# Material provided:
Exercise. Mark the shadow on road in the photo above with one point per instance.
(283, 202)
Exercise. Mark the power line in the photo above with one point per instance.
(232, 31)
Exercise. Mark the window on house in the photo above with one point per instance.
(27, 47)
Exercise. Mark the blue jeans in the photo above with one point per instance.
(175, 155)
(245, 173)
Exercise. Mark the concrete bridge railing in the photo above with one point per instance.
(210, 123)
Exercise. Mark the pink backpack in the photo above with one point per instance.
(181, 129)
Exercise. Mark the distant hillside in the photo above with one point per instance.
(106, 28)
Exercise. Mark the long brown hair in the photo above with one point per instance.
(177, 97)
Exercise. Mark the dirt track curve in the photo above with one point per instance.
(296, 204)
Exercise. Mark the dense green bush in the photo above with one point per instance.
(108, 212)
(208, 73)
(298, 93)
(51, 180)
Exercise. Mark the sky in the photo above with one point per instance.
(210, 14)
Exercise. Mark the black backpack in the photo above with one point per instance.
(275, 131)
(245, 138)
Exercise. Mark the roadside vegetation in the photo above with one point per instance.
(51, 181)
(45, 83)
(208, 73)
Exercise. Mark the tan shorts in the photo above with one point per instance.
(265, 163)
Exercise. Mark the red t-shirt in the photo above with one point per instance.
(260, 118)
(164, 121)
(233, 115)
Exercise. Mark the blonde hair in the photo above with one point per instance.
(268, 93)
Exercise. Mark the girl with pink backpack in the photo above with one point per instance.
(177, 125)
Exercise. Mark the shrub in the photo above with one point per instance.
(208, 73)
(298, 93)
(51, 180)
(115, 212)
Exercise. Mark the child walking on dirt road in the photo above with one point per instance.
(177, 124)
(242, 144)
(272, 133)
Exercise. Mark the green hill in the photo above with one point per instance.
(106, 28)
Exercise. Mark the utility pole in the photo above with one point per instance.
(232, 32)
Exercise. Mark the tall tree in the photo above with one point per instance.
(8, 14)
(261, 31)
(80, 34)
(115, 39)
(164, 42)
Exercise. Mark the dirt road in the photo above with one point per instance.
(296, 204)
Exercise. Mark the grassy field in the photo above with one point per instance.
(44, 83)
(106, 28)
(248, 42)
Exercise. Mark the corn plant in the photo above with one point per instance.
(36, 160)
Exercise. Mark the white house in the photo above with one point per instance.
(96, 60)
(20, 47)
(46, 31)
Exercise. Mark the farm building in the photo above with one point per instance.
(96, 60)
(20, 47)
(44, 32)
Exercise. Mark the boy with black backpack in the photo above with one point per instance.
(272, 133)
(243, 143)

# Instructions to follow:
Your reply must consist of the entire listing, repeated word for word.

# Response area:
Exercise. Mark the shadow on road in the photo above with one point per instance.
(283, 202)
Exercise. Mark the power line in the photo above with one point per instance.
(232, 31)
Exercise. Mark the window on house in the photo above with one point per instance.
(27, 47)
Exercise. Mark the blue jeans in the photo above with one point per instance.
(175, 155)
(245, 173)
Exercise. Mark the concrete bridge railing in the photo above with one point per instance.
(210, 123)
Exercise. Mark the pink backpack in the photo above with one point per instance.
(181, 129)
Exercise. Mark the distant hillside in the photo above with one point per instance.
(106, 28)
Exercise. Mark the long brown hair in the photo above with one point per instance.
(177, 97)
Exercise. Mark the dirt track curve in the photo above with one point per instance.
(296, 204)
Exercise. Mark the dense green bush in the photo above with one point per instance.
(108, 212)
(208, 73)
(298, 93)
(51, 180)
Exercise. Mark the sky in the photo above with one point per instance.
(210, 14)
Exercise. Mark the black backpack in the photo above with one point per instance.
(275, 131)
(245, 138)
Exercise. Mark the roadside vegetation in the photo above with one point per instance.
(51, 181)
(45, 83)
(208, 73)
Exercise. Mark the tan shorts in the photo above with one point per instance.
(265, 163)
Exercise. Mark the red t-shirt in the photo above with one point per instance.
(260, 118)
(164, 121)
(233, 115)
Exercise. Mark the blonde hair in the photo above with one point per instance.
(268, 93)
Exercise. Mark the girl with pink backpack in the photo above with one point per instance.
(177, 125)
Exercise. Mark the shrub in the photo above with one point per instance.
(208, 73)
(298, 93)
(51, 180)
(115, 212)
Exercise. Mark the child walking on dirt road in the photo above with one point per instance.
(177, 124)
(242, 144)
(272, 133)
Exercise. Mark the green hill in the photo above with one point per instance.
(106, 28)
Exercise. Mark the utility pole in the photo above with one point per instance.
(232, 32)
Exercise. Mark the tall tree in the photo above with one point per instance.
(8, 14)
(261, 31)
(80, 34)
(115, 39)
(164, 42)
Exercise. Mark the dirt road in the photo above with one point per instance.
(296, 204)
Exercise. Mark the grassy field in the photo above with one point per instance.
(44, 83)
(106, 28)
(248, 42)
Exercise. Mark the corn plant in the photo above with one point per instance.
(36, 160)
Exercise. Mark the white house in the photo above with one point per instance.
(96, 60)
(20, 47)
(46, 31)
Exercise. Mark the farm building in the photo above with one point per instance.
(96, 60)
(20, 47)
(44, 32)
Exercise. Mark the boy with black backpack in the photo above with one point per instance.
(272, 133)
(243, 143)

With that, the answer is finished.